● **WHAT YOU WILL DO**
Having read the listing below, repeat it exactly.

● **SOURCE INFORMATION**
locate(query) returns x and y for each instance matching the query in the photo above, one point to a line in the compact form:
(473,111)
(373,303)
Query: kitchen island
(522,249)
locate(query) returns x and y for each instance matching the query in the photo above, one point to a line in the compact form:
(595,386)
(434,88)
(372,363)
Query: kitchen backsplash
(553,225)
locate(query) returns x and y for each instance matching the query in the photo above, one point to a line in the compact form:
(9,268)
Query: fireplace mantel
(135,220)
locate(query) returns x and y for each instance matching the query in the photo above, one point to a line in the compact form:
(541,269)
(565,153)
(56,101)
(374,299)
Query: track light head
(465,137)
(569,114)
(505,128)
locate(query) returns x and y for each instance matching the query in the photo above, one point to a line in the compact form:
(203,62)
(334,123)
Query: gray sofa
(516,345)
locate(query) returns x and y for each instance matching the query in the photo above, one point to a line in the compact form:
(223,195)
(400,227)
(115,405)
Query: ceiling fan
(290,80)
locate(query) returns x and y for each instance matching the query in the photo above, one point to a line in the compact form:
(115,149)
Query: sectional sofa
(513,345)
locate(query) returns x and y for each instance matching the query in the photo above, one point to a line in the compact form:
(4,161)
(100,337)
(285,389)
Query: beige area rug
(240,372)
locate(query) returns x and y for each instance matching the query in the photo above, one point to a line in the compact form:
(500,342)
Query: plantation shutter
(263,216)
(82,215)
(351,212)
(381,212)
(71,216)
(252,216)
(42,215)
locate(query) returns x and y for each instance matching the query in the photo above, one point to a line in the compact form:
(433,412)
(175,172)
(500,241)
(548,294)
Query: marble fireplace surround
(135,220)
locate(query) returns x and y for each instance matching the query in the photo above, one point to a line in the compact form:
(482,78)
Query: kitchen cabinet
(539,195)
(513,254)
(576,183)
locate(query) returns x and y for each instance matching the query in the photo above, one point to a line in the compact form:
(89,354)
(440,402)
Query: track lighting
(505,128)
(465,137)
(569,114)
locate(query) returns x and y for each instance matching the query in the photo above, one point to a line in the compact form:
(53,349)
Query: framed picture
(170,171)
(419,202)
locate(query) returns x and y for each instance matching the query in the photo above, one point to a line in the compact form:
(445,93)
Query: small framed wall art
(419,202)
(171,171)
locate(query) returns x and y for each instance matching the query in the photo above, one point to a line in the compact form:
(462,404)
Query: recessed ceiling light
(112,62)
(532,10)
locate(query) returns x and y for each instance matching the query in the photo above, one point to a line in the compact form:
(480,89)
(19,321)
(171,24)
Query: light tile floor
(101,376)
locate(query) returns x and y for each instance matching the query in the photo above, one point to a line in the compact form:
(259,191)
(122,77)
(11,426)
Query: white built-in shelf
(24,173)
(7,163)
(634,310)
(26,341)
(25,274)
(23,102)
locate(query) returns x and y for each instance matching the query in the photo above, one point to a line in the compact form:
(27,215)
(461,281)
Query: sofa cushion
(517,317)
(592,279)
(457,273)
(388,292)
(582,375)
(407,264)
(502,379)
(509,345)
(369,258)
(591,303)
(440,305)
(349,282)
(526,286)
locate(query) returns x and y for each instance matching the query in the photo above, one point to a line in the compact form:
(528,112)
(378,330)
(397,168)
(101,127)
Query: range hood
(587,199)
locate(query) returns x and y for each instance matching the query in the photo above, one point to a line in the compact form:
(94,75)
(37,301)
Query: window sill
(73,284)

● **EXERCISE OUTPUT**
locate(query) returns x and y for each instance matching the query in the photo above, one point to a line in the compact form:
(473,111)
(373,303)
Query: kitchen island
(522,249)
locate(query) returns x and y for each instance matching the query in the photo above, one point to a line in the compact form:
(595,386)
(434,88)
(372,363)
Query: kitchen backsplash
(553,225)
locate(query) returns x and y for each instance matching the query in the photo above, one point to a line in the compact form:
(9,268)
Query: fireplace mantel
(135,220)
locate(query) returns x and y for each instance matching the query in the photo above, one point to a line in the compact form:
(541,269)
(565,153)
(56,101)
(374,299)
Query: track light head
(465,137)
(569,114)
(505,128)
locate(query) returns x and y for each instance matching the query in the photo above, one point to a line in the compact form:
(203,62)
(334,123)
Query: gray sofa
(516,345)
locate(query) returns x and y for each instance matching the query in the photo above, one point to a line in the compact form:
(223,195)
(400,227)
(115,405)
Query: ceiling fan
(290,80)
locate(query) returns x and y for each instance matching the query in the photo above, one point to a line in the compact form:
(115,149)
Query: sectional sofa
(513,345)
locate(query) returns x and y for each instance matching the query in the photo above, one point to a line in the compact form:
(4,161)
(100,337)
(285,389)
Query: beige area rug
(240,372)
locate(query) returns x and y for each instance matching the query in the photo above, one point to a line in the compact form:
(500,342)
Query: plantation shutter
(263,216)
(82,215)
(351,212)
(381,212)
(71,216)
(252,216)
(42,215)
locate(query) returns x and y for each instance matching the query in the photo above, one point to a line in the compact form:
(433,412)
(175,172)
(500,241)
(548,294)
Query: marble fireplace surround
(135,220)
locate(query) returns x and y for each instance matching the query in the photo above, one point to a line in the compact form:
(482,78)
Query: kitchen cabinet
(539,195)
(513,254)
(576,183)
locate(query) returns x and y for each instance matching the query in the photo above, one point to a line in the compact form:
(89,354)
(440,402)
Query: track lighting
(505,128)
(465,137)
(569,114)
locate(query) returns x and y for each instance matching the query in the photo above, one point to a line in the compact form:
(53,349)
Query: framed picture
(170,171)
(419,202)
locate(query) returns x and y for each instance matching the query in the photo above, one point to a line in the compact form:
(445,93)
Query: small framed wall art
(419,202)
(171,171)
locate(query) returns x and y for each instance matching the query in the photo above, one point to a line in the compact form:
(462,404)
Query: recessed ceiling light
(112,62)
(532,10)
locate(query) returns x and y for each instance matching the query in the photo above, one point to a line in the compact form:
(480,89)
(19,321)
(171,24)
Query: light tile floor
(101,376)
locate(query) returns x and y for each instance matching the query in the photo above, one point to a line in the compact form:
(259,191)
(122,77)
(11,426)
Query: white built-in shelf
(24,173)
(7,163)
(634,310)
(26,341)
(25,274)
(23,102)
locate(query) returns x and y for each instance matching the query in the photo above, one point to a line in the compact form:
(27,215)
(461,281)
Query: sofa cushion
(517,317)
(592,279)
(457,273)
(388,292)
(582,375)
(407,264)
(502,379)
(509,345)
(369,258)
(591,303)
(440,305)
(349,282)
(526,286)
locate(query) returns x and y for each instance matching the query in the photo above, one point to a line in the compact form:
(528,112)
(378,330)
(397,168)
(101,127)
Query: range hood
(587,199)
locate(query) returns x and y for each instance matching the query in the photo above, one point to a line in the compact form:
(94,75)
(37,301)
Query: window sill
(73,284)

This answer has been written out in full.